Data for processing: Begin
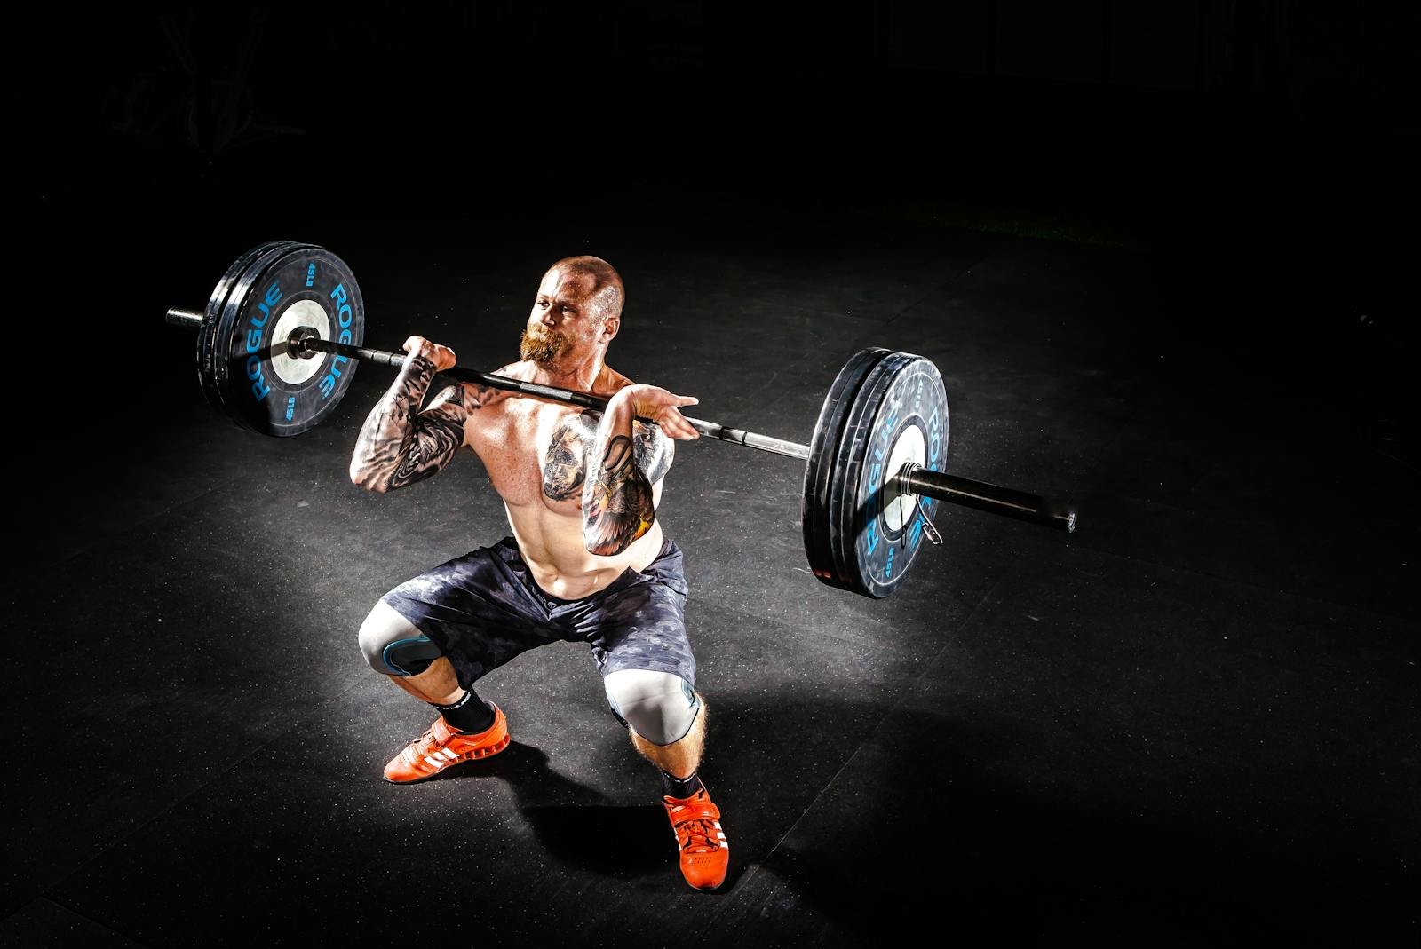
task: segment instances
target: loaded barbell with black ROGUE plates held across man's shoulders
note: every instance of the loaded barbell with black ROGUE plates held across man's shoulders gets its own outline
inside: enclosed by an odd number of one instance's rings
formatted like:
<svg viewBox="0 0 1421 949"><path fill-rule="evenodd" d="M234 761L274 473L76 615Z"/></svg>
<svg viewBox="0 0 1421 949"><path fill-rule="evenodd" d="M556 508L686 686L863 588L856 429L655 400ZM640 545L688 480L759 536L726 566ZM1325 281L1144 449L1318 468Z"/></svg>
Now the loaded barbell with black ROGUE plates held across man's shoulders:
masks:
<svg viewBox="0 0 1421 949"><path fill-rule="evenodd" d="M355 361L398 368L408 358L361 345L365 305L350 267L324 247L290 240L237 257L200 313L173 308L168 322L198 330L207 401L259 435L320 425L350 388ZM594 411L608 402L466 367L442 375ZM810 568L820 581L867 597L902 584L924 537L941 543L932 524L938 500L1076 528L1076 511L1063 504L938 470L948 448L946 392L938 368L909 352L855 352L830 385L809 445L686 421L705 436L803 460Z"/></svg>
Data for processing: End
Directions: The response is to contain exactly the lines from the beginning of the data through the line containing "Now the loaded", both ends included, and nothing else; omit the pictures.

Task result:
task: segment instances
target: loaded barbell with black ROGUE plates held across man's shoulders
note: every instance of the loaded barbell with black ROGUE plates held across man's shoulders gets its own outline
inside: enclosed by an odd number of one instance's rings
formatted like:
<svg viewBox="0 0 1421 949"><path fill-rule="evenodd" d="M234 761L274 473L76 615Z"/></svg>
<svg viewBox="0 0 1421 949"><path fill-rule="evenodd" d="M556 508L686 686L863 588L856 429L655 400ZM640 545L688 480L759 536L726 566ZM1325 281L1144 449L1318 468Z"/></svg>
Now the loaded barbell with black ROGUE plates held across man's shoulders:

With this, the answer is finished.